╭─ SOURCE PASSAGE

Erard II of Brienne (died 1191) was count of Brienne from 1161 to 1191, and a French general during the Third Crusade, most notably at the Siege of Acre. He was the son of Gautier II, count of Brienne, and Adèle of Baudemont, daughter of Andrew, lord of Baudemont and Agnes of Braine.  His paternal grandparents were Erard I, Count of Brienne and Alix de Roucy. During this siege he saw his brother André of Brienne die on 4 October 1189, before being killed himself on 8 February 1191.  Erard II's nephew was Erard of Brienne-Ramerupt.

Before 1166 he married Agnès of Montfaucon († after 1186), daughter of Amadeus II of Montfaucon and of Béatrice of Grandson-Joinville.  Their children were:

 Walter III of Brienne (died 1205) count of Brienne and claimant to the throne of Sicily.

╰─
╭─ LISTING

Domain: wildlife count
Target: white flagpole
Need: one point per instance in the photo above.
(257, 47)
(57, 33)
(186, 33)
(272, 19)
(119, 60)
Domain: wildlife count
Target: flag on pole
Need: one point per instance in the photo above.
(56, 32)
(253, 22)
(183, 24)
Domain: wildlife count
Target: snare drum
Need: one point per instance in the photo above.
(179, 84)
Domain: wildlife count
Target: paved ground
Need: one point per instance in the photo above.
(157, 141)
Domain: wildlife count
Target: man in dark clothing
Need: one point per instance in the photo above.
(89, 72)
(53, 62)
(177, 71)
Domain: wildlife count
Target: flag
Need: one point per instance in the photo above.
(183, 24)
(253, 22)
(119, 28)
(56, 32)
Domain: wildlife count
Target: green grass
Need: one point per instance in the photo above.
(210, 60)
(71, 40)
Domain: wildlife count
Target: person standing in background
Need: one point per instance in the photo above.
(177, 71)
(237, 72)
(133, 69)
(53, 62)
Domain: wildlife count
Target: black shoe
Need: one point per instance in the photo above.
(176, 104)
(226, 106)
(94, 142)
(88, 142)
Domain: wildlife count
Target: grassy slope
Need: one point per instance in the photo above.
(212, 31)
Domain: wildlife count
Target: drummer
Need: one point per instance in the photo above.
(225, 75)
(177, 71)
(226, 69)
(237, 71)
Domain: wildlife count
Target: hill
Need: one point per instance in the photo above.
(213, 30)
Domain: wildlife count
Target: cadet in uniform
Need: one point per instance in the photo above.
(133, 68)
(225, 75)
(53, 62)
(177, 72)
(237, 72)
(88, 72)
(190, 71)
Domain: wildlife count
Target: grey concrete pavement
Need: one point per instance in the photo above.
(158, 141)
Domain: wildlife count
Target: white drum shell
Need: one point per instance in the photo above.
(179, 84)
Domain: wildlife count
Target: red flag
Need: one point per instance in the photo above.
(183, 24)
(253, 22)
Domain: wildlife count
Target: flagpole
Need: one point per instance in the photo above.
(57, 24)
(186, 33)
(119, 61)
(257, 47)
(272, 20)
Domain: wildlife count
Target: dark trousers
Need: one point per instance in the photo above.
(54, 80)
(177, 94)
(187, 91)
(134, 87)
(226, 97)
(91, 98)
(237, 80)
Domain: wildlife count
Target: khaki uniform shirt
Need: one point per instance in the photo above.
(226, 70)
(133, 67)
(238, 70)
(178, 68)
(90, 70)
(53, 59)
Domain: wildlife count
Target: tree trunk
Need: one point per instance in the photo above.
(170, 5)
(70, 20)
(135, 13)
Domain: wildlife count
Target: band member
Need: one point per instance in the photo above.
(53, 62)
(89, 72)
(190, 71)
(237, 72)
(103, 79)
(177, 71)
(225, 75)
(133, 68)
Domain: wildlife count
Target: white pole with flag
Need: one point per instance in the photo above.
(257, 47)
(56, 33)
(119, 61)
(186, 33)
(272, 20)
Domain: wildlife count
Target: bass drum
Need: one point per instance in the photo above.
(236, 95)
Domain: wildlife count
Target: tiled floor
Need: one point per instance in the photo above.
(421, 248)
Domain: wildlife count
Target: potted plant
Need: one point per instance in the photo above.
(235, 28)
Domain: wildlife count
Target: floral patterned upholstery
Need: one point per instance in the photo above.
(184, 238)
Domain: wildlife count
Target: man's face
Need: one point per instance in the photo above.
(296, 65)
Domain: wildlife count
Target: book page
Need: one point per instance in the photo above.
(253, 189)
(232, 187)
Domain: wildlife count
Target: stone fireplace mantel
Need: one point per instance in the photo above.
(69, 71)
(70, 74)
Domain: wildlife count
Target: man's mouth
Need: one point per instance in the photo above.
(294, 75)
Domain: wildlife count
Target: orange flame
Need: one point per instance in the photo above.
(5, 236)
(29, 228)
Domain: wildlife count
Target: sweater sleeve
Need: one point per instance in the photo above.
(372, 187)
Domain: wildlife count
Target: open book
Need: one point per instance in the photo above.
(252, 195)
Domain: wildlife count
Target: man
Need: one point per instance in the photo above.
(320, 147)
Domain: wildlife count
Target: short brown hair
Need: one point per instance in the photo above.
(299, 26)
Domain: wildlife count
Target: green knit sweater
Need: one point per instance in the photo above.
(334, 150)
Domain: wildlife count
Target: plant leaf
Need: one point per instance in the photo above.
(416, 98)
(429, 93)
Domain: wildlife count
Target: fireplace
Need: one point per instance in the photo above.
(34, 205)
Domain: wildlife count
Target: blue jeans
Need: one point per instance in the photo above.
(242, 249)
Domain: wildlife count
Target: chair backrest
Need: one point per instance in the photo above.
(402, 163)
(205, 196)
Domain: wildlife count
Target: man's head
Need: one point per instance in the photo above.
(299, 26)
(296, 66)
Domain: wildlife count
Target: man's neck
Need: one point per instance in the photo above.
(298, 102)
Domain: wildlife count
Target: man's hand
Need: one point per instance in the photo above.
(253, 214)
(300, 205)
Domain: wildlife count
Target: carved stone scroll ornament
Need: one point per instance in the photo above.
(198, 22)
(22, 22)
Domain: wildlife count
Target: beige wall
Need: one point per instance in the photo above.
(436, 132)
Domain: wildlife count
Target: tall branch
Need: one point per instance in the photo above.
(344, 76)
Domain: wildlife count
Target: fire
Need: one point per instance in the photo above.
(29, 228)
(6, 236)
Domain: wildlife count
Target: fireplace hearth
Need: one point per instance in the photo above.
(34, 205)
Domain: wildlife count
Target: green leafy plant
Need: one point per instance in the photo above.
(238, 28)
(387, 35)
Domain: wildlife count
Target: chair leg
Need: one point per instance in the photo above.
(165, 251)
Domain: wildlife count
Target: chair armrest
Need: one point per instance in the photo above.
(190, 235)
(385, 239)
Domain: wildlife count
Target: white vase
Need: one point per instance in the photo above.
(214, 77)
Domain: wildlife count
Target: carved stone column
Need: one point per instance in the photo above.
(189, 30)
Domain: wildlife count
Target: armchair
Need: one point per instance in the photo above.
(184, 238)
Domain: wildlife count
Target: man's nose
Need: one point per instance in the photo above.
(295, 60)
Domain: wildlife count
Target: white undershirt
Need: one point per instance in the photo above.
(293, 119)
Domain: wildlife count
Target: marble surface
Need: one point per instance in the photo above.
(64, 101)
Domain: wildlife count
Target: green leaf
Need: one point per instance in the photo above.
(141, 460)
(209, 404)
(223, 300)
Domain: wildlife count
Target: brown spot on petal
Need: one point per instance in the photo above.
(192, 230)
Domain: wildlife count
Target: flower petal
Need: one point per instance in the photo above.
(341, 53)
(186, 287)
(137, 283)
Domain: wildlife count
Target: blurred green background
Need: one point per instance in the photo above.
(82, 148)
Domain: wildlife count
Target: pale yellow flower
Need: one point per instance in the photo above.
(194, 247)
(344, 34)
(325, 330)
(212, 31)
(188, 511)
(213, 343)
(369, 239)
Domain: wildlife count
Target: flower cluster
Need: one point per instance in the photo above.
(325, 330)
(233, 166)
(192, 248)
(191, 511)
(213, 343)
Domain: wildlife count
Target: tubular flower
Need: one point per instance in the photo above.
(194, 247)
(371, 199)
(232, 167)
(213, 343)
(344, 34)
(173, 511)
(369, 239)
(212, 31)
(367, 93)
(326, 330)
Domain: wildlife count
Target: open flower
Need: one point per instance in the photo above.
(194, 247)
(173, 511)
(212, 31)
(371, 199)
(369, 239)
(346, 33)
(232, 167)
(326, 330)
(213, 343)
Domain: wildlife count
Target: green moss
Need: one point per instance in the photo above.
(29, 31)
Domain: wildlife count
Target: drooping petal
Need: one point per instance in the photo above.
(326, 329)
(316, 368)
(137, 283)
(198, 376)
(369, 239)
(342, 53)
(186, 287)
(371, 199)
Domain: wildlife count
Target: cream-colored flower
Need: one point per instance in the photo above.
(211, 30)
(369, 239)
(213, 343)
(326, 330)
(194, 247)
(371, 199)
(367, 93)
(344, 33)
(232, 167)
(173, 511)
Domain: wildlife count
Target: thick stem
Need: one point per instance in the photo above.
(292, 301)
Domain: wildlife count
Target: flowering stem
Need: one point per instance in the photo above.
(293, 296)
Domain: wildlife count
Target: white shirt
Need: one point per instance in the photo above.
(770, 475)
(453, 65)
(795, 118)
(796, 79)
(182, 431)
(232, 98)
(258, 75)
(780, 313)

╰─
╭─ LISTING

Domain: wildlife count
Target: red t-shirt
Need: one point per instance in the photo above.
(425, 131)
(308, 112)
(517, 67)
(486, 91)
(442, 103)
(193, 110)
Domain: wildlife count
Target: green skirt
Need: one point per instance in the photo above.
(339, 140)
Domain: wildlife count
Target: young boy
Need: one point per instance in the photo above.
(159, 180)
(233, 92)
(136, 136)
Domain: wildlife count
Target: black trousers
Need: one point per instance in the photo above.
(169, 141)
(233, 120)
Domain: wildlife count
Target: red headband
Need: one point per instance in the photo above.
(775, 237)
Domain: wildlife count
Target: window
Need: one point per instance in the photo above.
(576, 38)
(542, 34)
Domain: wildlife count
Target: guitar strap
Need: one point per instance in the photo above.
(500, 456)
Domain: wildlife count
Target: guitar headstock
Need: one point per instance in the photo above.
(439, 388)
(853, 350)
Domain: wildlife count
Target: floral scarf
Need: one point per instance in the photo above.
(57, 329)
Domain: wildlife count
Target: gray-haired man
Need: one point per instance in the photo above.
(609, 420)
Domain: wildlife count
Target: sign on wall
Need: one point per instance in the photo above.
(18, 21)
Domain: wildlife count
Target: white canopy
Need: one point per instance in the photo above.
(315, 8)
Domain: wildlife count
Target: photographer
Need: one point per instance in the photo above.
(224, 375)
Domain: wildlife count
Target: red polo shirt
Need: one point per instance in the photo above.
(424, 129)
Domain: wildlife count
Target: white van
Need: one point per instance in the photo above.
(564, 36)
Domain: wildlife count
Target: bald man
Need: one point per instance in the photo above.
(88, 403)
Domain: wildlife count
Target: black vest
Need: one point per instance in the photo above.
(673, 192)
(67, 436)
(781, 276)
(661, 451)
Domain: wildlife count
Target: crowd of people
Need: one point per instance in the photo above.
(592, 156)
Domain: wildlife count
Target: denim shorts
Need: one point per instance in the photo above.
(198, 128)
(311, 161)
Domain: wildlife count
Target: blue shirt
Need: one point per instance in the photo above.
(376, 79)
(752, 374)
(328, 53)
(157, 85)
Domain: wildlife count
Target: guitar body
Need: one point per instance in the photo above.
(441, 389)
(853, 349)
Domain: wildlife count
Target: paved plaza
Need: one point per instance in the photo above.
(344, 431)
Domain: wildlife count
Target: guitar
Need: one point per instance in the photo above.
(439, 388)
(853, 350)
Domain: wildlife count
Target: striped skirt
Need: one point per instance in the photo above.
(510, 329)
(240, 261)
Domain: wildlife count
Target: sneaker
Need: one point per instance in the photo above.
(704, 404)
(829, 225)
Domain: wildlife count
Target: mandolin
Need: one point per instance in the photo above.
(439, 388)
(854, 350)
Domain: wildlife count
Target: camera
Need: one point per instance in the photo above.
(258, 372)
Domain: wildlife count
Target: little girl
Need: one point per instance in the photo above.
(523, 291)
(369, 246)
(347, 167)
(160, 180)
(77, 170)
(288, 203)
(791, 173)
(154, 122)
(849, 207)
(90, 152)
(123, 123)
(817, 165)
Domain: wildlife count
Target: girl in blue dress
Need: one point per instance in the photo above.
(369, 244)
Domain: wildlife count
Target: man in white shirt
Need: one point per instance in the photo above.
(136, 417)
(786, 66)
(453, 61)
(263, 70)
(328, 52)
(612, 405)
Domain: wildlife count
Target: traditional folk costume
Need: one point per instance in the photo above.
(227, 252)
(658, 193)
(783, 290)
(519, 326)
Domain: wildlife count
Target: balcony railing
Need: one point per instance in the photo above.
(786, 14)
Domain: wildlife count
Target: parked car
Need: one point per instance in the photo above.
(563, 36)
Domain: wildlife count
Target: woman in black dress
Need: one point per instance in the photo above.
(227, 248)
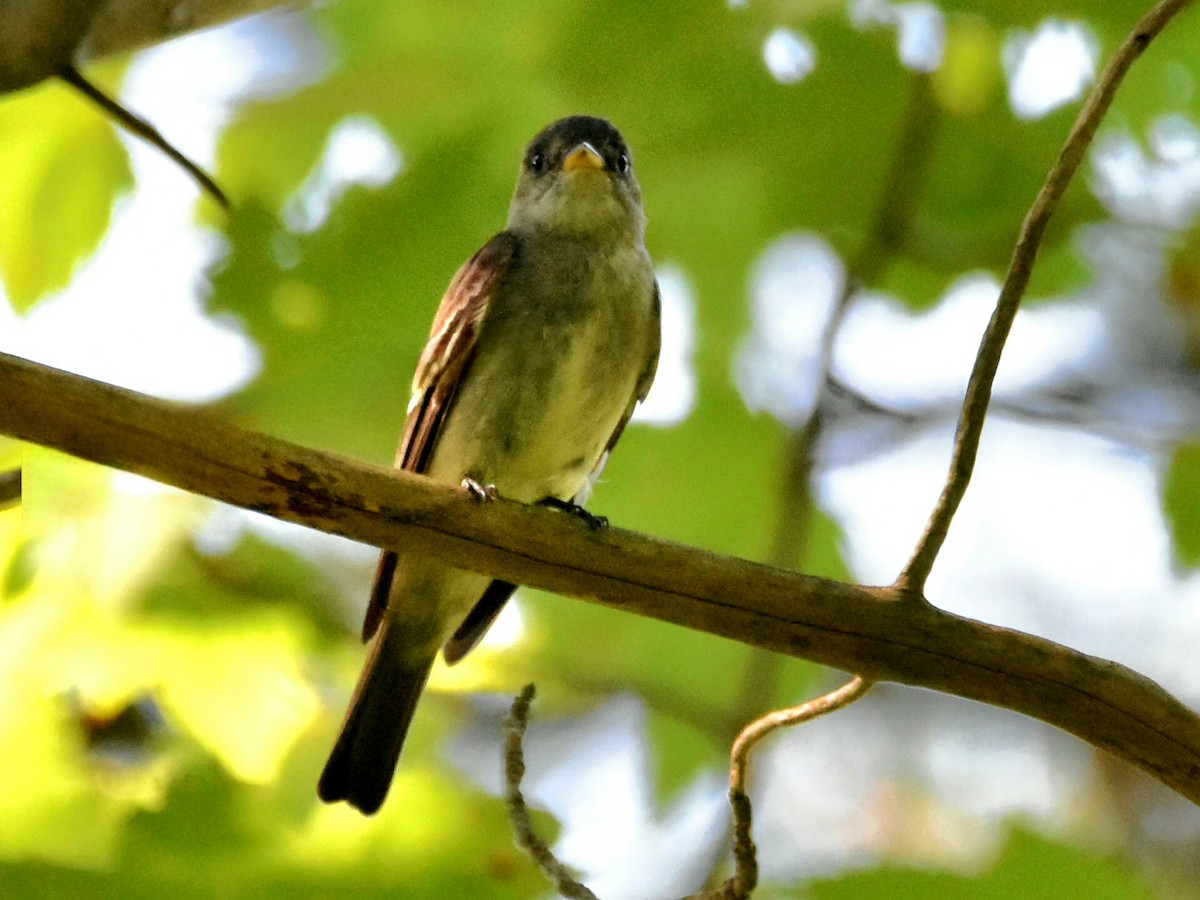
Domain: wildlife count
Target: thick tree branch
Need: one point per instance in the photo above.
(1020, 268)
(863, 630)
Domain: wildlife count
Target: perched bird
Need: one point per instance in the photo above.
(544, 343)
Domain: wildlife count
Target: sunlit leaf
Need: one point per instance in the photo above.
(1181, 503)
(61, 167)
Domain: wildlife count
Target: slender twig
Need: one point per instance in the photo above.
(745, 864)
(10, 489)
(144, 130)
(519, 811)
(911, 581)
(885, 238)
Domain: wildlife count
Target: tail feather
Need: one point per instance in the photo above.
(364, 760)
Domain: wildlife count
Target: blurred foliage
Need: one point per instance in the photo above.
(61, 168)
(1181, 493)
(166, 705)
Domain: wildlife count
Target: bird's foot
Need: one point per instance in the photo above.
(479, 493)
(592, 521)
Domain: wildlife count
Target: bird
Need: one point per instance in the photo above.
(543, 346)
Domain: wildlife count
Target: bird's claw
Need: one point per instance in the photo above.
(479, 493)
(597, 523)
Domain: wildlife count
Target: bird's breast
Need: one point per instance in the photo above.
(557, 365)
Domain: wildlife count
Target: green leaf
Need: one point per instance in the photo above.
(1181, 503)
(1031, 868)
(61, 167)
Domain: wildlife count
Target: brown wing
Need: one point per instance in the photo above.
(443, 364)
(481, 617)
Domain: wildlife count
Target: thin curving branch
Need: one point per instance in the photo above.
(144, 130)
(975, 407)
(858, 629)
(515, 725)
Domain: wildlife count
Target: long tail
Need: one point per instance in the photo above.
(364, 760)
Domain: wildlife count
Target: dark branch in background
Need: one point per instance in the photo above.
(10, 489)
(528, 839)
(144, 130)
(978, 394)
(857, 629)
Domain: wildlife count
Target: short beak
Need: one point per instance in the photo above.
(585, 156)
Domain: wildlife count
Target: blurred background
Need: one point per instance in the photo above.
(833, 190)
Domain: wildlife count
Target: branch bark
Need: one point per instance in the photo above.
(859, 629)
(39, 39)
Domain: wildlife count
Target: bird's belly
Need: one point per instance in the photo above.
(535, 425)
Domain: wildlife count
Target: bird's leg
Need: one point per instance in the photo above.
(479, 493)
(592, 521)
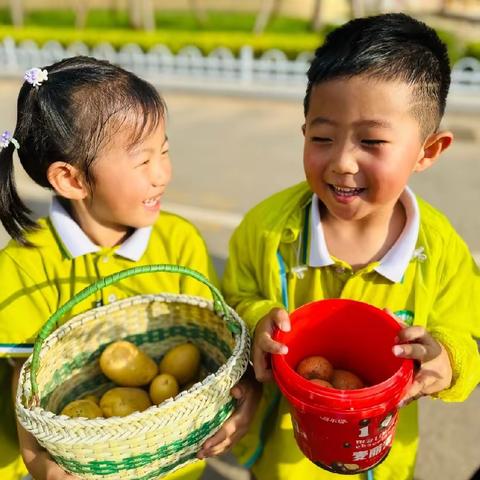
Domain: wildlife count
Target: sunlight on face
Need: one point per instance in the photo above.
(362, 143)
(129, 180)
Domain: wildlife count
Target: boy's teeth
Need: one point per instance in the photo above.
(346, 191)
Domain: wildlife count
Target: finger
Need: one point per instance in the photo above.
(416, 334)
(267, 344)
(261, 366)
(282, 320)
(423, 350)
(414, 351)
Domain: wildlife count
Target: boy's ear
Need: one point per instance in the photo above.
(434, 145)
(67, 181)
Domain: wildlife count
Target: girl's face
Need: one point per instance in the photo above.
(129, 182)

╰─
╭─ LISTING

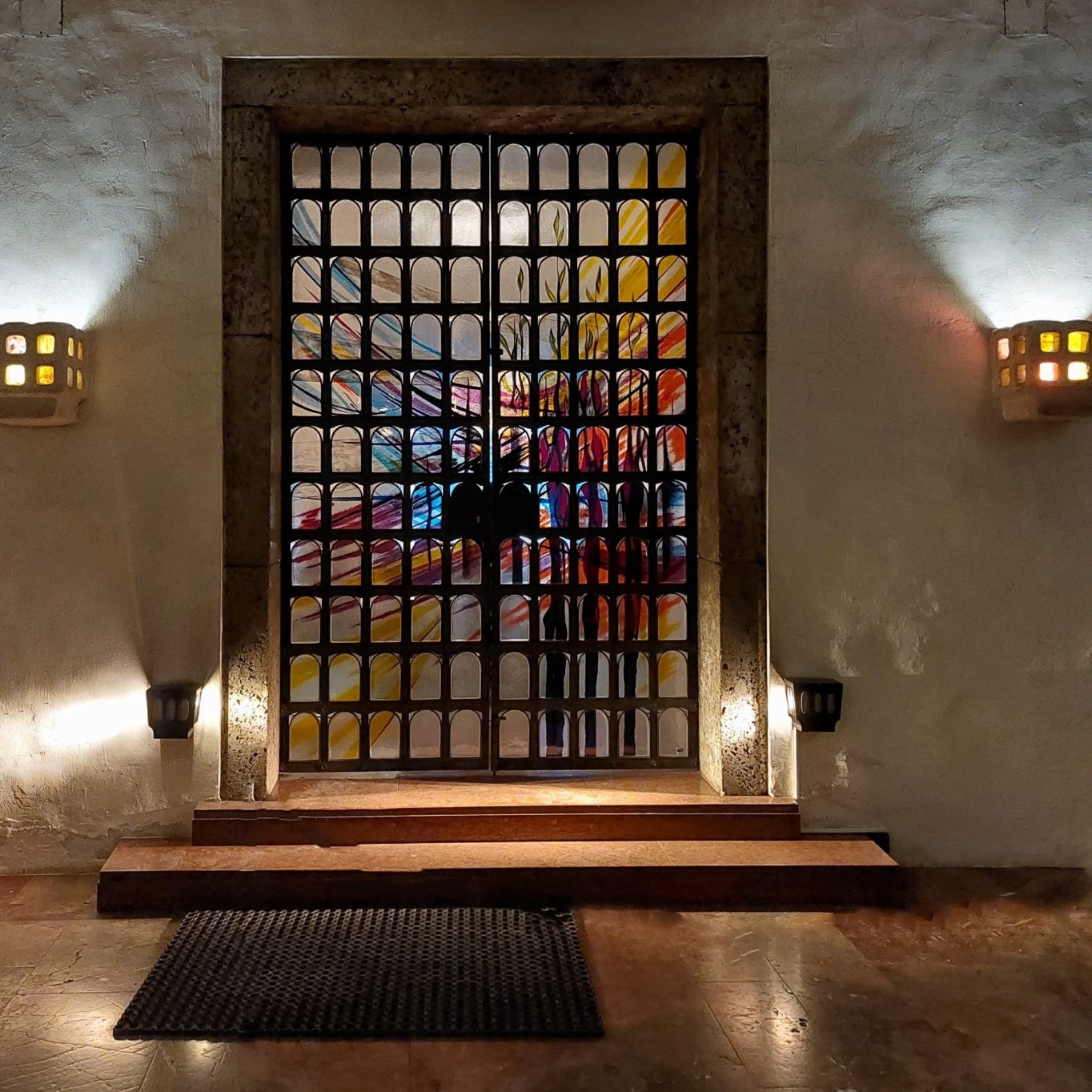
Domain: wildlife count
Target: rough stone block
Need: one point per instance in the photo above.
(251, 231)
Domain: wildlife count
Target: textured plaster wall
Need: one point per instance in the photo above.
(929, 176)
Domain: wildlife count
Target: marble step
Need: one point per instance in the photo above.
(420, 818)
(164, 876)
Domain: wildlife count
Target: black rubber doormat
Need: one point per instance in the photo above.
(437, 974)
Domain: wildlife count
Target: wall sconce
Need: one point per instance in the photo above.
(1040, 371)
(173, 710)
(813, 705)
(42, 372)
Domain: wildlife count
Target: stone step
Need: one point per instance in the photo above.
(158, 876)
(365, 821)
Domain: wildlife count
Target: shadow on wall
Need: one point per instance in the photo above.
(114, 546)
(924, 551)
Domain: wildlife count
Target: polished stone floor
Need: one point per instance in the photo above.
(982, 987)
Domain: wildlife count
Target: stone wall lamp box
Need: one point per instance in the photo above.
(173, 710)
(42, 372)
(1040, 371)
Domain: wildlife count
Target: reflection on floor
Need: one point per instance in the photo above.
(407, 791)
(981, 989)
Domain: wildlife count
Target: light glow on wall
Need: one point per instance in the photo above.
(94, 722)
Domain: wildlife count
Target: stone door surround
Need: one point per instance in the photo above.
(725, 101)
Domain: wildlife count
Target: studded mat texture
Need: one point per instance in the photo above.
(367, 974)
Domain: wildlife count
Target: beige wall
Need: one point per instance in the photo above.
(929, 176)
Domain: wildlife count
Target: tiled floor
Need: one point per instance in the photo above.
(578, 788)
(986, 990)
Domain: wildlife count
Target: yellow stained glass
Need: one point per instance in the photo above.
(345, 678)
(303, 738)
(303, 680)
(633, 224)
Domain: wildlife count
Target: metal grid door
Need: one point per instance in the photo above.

╰─

● WRITTEN REQUEST
Copy the passage on Erard II of Brienne, starting at "Erard II of" and ending at "Erard of Brienne-Ramerupt.", and switch "Third Crusade" to "Crusade of 1189".

● THE OUTPUT
Erard II of Brienne (died 1191) was count of Brienne from 1161 to 1191, and a French general during the Crusade of 1189, most notably at the Siege of Acre. He was the son of Gautier II, count of Brienne, and Adèle of Baudemont, daughter of Andrew, lord of Baudemont and Agnes of Braine.  His paternal grandparents were Erard I, Count of Brienne and Alix de Roucy. During this siege he saw his brother André of Brienne die on 4 October 1189, before being killed himself on 8 February 1191.  Erard II's nephew was Erard of Brienne-Ramerupt.